EXERCISE DETAILS: Rescale the point coordinates in the answers below by multiplying each one by 1.55 and rounding to whole numbers, with halves rounded up. Reproduce every line, requests included, and leave the requests and their format unchanged.
+++ GIVEN DATA
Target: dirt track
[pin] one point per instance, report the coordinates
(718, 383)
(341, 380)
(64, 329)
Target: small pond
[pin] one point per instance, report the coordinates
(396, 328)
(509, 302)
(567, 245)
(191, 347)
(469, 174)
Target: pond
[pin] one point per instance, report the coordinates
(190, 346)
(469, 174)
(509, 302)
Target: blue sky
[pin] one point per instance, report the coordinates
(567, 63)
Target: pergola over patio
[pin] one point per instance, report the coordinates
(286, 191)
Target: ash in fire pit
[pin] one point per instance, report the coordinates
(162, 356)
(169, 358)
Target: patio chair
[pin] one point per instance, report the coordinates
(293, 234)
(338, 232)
++++++
WRITTEN SOLUTION:
Target: dirt track
[pin] one point per instance, report the coordinates
(1113, 594)
(529, 589)
(99, 510)
Target: small pond
[pin] one point per instance, report the coordinates
(614, 508)
(789, 468)
(879, 380)
(296, 538)
(727, 270)
Target: pond
[pin] one point per instance, report the coordinates
(295, 536)
(727, 270)
(789, 468)
Target: blue sky
[pin] one point per instance, report the coordinates
(879, 98)
Target: pergola over patio
[pin] one point per instance, report the coordinates
(443, 296)
Target: ash in fire pit
[pin] one point per instance, report the coordinates
(251, 552)
(262, 555)
Target: patio chair
[pin] one point per instance, report the coordinates
(454, 363)
(524, 360)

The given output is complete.